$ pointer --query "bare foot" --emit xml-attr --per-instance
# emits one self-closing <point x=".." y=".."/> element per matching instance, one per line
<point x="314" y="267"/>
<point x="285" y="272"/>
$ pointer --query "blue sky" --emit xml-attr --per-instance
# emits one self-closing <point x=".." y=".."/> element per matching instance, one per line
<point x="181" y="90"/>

...

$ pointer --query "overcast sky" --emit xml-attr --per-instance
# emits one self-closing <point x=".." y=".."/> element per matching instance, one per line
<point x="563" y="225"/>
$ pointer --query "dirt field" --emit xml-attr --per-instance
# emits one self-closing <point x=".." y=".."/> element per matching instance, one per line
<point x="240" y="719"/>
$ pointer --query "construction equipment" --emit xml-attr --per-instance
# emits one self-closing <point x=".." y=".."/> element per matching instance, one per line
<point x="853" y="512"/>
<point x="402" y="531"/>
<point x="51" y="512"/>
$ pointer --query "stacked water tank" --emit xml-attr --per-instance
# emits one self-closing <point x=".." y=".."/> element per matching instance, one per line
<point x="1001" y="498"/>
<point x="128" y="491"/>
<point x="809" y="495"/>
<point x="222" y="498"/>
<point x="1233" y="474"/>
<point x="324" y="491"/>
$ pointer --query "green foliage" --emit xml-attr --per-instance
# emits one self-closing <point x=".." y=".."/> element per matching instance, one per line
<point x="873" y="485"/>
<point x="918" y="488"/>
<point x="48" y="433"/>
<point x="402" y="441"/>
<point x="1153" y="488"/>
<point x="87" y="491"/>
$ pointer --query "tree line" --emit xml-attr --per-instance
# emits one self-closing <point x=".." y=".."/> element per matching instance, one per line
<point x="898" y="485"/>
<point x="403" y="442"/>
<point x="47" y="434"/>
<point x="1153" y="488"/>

--

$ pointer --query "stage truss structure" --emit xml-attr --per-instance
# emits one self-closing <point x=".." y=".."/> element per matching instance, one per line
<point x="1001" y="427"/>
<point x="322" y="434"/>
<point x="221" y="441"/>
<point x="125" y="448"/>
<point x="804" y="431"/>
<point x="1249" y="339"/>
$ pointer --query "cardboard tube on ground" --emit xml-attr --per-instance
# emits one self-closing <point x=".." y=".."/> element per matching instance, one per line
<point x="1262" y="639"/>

* **WRITTEN TASK**:
Locate every line in the listing above that contains the string "pointer", treating uppercase and lowercase letters as distinct, and copy each such line in full.

* **TASK OUTPUT**:
$ pointer --query "bare foot" --emit xml-attr --per-instance
$ pointer --query "blue sky" --emit xml-attr --per-instance
$ pointer --query "overcast sky" --emit xml-attr --per-instance
$ pointer --query "dirt field" --emit xml-attr --per-instance
$ pointer --query "construction equipment" --emit xml-attr --per-instance
$ pointer --query "stacked water tank" --emit xml-attr --per-instance
$ pointer --query "green foliage" --emit xml-attr --per-instance
$ pointer --query "tree line" --emit xml-attr --per-instance
$ pointer --query "stage truss structure" --emit xml-attr --per-instance
$ pointer --query "cardboard tube on ground" --emit xml-attr --per-instance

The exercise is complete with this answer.